● **TO DO**
1. Please reproduce the passage of the Windmill Hill protest article from "Hitchin Windmill Hill" up to and including "and 263 noes.", word for word.
2. List every line of the records that contains the string "small", matching case.

Protesters take to Windmill Hill as objections to new policing bill continue

Hitchin Windmill Hill Kill the Bill protest

A small group of 'Kill the Bill' protesters took to Windmill Hill, Hitchin over the weekend - Credit: Supplied

Protesters took to Hitchin's Windmill Hill over the weekend, as national objections to the new Police, Crime, Sentencing and Courts Bill continue.

A small group of demonstrators gathered on Windmill Hill on Saturday, March 20 in an attempt to push back against a new set of legislation that could restrict "highly disruptive" non-violent protests in the future.

The Police, Crime, Sentencing and Courts Bill passed its second reading in the House of Commons on Tuesday, March 16 with 359 ayes and 263 noes.

[Collected data]
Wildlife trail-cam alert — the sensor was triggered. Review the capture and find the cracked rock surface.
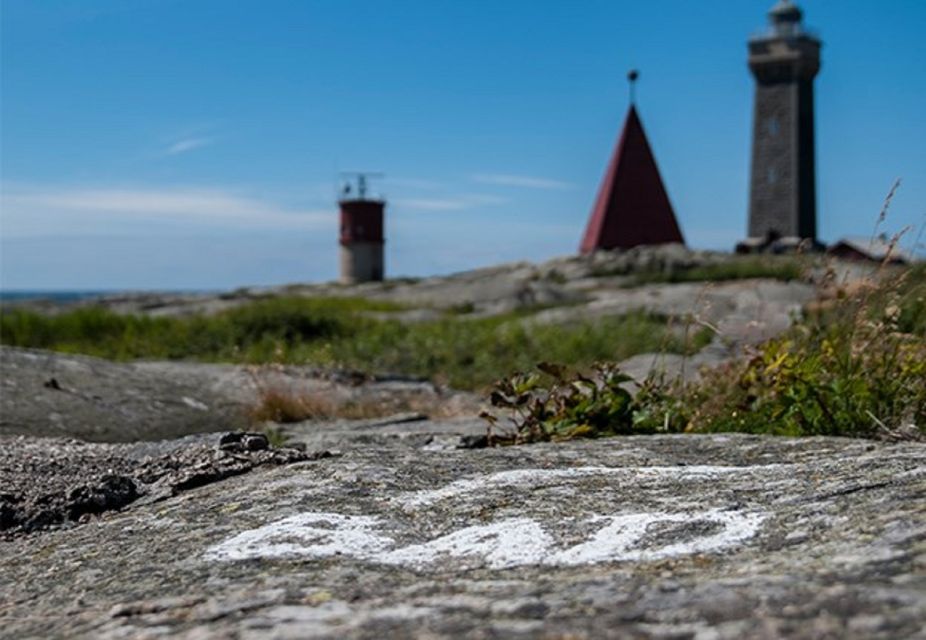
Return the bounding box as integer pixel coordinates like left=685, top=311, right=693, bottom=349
left=0, top=430, right=926, bottom=639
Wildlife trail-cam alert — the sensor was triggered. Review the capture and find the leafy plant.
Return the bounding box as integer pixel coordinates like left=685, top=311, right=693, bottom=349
left=481, top=362, right=655, bottom=446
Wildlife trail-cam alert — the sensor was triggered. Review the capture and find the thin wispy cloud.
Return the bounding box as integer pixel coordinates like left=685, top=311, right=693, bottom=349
left=394, top=193, right=509, bottom=211
left=164, top=138, right=215, bottom=156
left=0, top=186, right=336, bottom=236
left=473, top=173, right=575, bottom=190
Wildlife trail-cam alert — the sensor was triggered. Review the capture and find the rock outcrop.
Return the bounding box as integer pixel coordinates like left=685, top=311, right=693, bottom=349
left=0, top=420, right=926, bottom=639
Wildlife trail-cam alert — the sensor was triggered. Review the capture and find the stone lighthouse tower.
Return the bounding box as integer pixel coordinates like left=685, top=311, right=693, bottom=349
left=740, top=0, right=821, bottom=250
left=338, top=173, right=386, bottom=284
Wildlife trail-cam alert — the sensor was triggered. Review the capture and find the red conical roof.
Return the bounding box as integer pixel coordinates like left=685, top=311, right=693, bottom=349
left=579, top=105, right=685, bottom=253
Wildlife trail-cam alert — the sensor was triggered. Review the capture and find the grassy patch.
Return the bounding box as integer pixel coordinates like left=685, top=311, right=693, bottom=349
left=0, top=298, right=703, bottom=389
left=487, top=265, right=926, bottom=442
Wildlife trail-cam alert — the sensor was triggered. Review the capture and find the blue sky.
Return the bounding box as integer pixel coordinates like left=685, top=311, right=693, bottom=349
left=0, top=0, right=926, bottom=289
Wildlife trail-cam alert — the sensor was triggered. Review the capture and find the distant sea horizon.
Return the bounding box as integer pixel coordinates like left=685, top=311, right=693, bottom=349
left=0, top=289, right=216, bottom=302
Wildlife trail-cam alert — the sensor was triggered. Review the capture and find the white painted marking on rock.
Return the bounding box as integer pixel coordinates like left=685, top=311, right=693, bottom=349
left=547, top=509, right=765, bottom=565
left=384, top=518, right=553, bottom=569
left=204, top=509, right=765, bottom=569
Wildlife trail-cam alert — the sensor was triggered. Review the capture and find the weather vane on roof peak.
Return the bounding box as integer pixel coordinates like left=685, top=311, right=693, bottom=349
left=627, top=69, right=640, bottom=105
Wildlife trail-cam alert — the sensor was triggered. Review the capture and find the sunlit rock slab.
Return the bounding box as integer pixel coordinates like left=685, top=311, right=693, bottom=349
left=0, top=435, right=926, bottom=638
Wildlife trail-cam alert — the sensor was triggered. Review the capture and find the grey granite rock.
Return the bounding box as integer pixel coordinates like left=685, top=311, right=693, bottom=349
left=0, top=430, right=926, bottom=639
left=0, top=347, right=478, bottom=442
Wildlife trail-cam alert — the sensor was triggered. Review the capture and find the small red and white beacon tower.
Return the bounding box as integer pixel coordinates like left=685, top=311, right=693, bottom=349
left=338, top=173, right=386, bottom=284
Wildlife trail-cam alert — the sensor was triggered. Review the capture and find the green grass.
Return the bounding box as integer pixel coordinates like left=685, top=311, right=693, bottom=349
left=0, top=297, right=709, bottom=389
left=487, top=265, right=926, bottom=443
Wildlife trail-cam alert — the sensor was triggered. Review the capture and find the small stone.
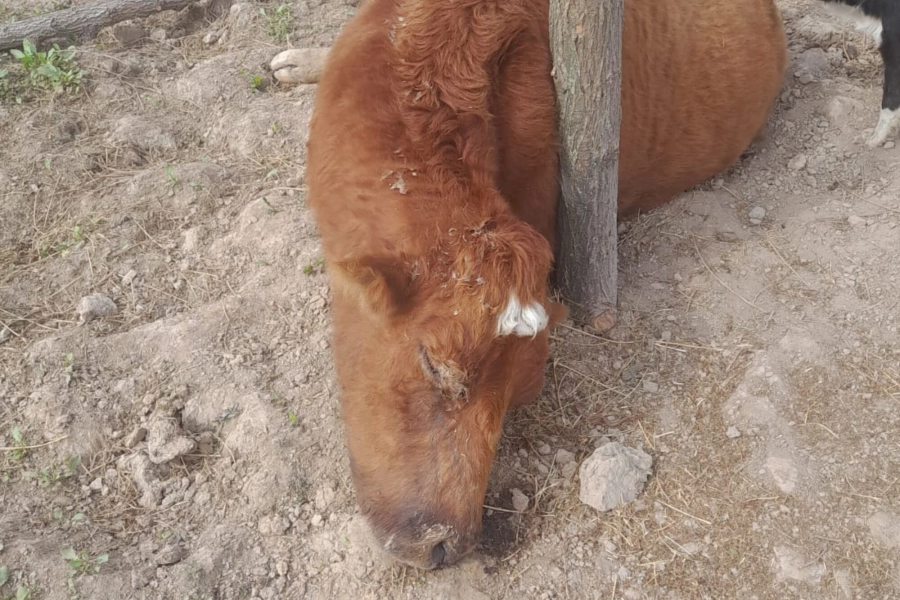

● **THE SOLUTIONS**
1.
Hitchin Windmill Hill Kill the Bill protest

A small group of 'Kill the Bill' protesters took to Windmill Hill, Hitchin over the weekend - Credit: Supplied

Protesters took to Hitchin's Windmill Hill over the weekend, as national objections to the new Police, Crime, Sentencing and Courts Bill continue.

A small group of demonstrators gathered on Windmill Hill on Saturday, March 20 in an attempt to push back against a new set of legislation that could restrict "highly disruptive" non-violent protests in the future.

The Police, Crime, Sentencing and Courts Bill passed its second reading in the House of Commons on Tuesday, March 16 with 359 ayes and 263 noes.

2.
Wildlife trail-cam alert — the sensor was triggered. Review the capture and find the small red and white beacon tower.
Wildlife trail-cam alert — the sensor was triggered. Review the capture and find the small stone.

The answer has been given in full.